Written task
Return every text line of the listing below word for word, leaving out the pictures.

Records for this exercise
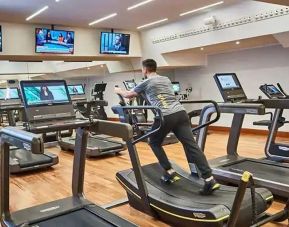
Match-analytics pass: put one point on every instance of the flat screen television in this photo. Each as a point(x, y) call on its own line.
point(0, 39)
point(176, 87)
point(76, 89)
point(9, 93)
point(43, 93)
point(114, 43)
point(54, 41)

Task solution
Match-analytics pass: put one point on every instance of the flat screen television in this photo. Each as a point(x, y) call on its own line.
point(0, 39)
point(176, 87)
point(76, 89)
point(9, 93)
point(43, 93)
point(114, 43)
point(54, 41)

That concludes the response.